■ **What you are asked to do**: Continue the essay on Alcohol Awareness Month from the point where it stops.

■ **Supplied text**:
April is Alcohol Awareness Month, and if you’ve ever come across messaging around it before, you’ve probably noticed that it tends to focus on the more extreme end of the spectrum. The conversation is often centered around addiction, crisis, and what we typically think of as “rock bottom.” And while those conversations are important and necessary, I’ve come to believe they are also incomplete.

Because they leave out a large group of people.
People who are high-functioning, multi-tasking, and successful. People who are showing up for their lives, managing careers, families, and responsibilities, and yet quietly wondering if something about their relationship with alcohol isn’t quite working the way they thought it would. People who don’t see themselves in the word alcoholic, and because of that, never think to question it more deeply.
That was the space I lived in for many years, and it’s the space so many of my clients find themselves in today.
Alcohol Awareness Month was first established in 1987 by the National Council on Alcoholism and Drug Dependence with the goal of reducing stigma and increasing public understanding of alcohol use disorder. At the time, this was an important and necessary step forward. Addiction had long been misunderstood, hidden, and heavily stigmatized, and bringing it into the open helped create space for more honest conversations.
But over time, that framing also contributed to a kind of binary thinking that still shapes how many people view alcohol today. You either have a serious problem, or you’re fine. You either fit the label, or you don’t. And if you don’t, there’s nothing to look at.
The reality, of course, is far more nuanced.
Most people don’t exist at either extreme. Their relationship with alcohol lives somewhere in the middle, where things aren’t obviously falling apart, but they also aren’t entirely aligned. Maybe you’re drinking more than you used to.

Maybe it’s harder than it should be to stick to the limits you set for yourself.
Maybe your sleep, mood, or energy isn’t what it once was, and you can’t quite explain why.
But because nothing has gone dramatically wrong, those signals are easy to dismiss.
Adding to this is the fact that alcohol is deeply normalized in our culture. It’s woven into how we celebrate, connect, unwind, and cope. It’s also the only drug that often requires an explanation when you choose not to use it. If you decline a cigarette, no one questions it. If you say no to drugs, it’s expected. But say no to a drink, and suddenly there are questions, jokes, and subtle pressure to reconsider.
That normalization matters, because it shapes what we notice and what we ignore.

It also makes it harder to see the growing body of research that tells a more complete story. Organizations like the World Health Organization have made it clear that no level of alcohol consumption is completely risk-free, with even moderate drinking linked to increased risks of certain cancers, cardiovascular issues, and disruptions to sleep and mood. At the same time, we are learning more about how alcohol affects the brain and nervous system, including its impact on REM sleep, emotional regulation, and stress response.

(Records from a data collection)
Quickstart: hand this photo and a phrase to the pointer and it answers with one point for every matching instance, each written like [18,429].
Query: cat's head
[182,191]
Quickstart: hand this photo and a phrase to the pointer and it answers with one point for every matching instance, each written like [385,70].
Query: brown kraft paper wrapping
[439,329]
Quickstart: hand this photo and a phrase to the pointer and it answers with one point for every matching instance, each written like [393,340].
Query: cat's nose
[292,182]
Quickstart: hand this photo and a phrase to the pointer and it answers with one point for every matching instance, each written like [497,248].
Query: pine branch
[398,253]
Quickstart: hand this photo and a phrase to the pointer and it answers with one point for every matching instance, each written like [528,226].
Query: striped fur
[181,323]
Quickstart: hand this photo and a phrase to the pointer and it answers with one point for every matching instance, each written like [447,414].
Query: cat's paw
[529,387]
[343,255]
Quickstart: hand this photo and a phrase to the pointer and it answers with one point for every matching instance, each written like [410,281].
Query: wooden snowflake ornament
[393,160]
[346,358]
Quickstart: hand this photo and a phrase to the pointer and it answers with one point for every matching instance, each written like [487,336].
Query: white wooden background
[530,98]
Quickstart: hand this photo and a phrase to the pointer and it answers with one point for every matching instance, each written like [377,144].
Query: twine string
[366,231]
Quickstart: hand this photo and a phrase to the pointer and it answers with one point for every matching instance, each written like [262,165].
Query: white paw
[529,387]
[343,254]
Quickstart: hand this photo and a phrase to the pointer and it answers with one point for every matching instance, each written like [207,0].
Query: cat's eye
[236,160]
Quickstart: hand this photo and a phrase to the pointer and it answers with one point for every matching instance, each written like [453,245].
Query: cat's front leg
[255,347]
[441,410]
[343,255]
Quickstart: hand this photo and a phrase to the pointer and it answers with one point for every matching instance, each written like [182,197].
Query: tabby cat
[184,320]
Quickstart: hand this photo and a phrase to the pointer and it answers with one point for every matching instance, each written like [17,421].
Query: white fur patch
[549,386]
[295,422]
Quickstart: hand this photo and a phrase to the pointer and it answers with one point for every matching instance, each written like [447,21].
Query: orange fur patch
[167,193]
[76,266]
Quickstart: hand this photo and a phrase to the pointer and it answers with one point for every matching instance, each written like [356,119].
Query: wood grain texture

■ **Exercise answer**:
And yet, despite all of this, many people are still asking the same question: Is this bad enough to count?
In my experience, awareness doesn’t begin with a crisis. It begins with something much quieter. It might look like waking up in the middle of the night and wondering why your sleep feels off.

It might look like making a plan in the morning and watching it slowly unravel by the end of the day. It might look like noticing how much mental energy is going into thinking about drinking, or trying not to.
These moments are easy to overlook because they don’t feel dramatic. But they are often the earliest and most important signals that something is worth paying attention to.
And that’s where I think we have an opportunity to redefine what Alcohol Awareness Month can be.
Not as a way of labeling ourselves, or deciding whether we do or don’t have a “problem,” but as an invitation to get curious. To step back and look honestly at our own experience. To notice how alcohol is affecting our body, our sleep, our mood, our energy, and our relationships. To ask, without judgment, whether it is truly serving us.
Because when you begin to see clearly, something shifts. Not through force or willpower, but through understanding. And from that place, change becomes possible in a way that feels far more sustainable.
You don’t need a rock bottom to begin that process. You don’t need a label or a dramatic moment to justify paying attention. You only need a willingness to notice what is already there.

And if you’re feeling even a small pull toward that kind of awareness, one of the simplest ways to begin is through a short, structured experiment. Not as a commitment to quit forever, but as an opportunity to observe your patterns, your thoughts, and your experience with more clarity.
That’s exactly why I created my free 7-Day Experiment. It’s a gentle, guided way to explore your relationship with alcohol without pressure or labels—just curiosity, awareness, and a chance to see things a little more clearly.
Because awareness—real awareness—is where everything begins.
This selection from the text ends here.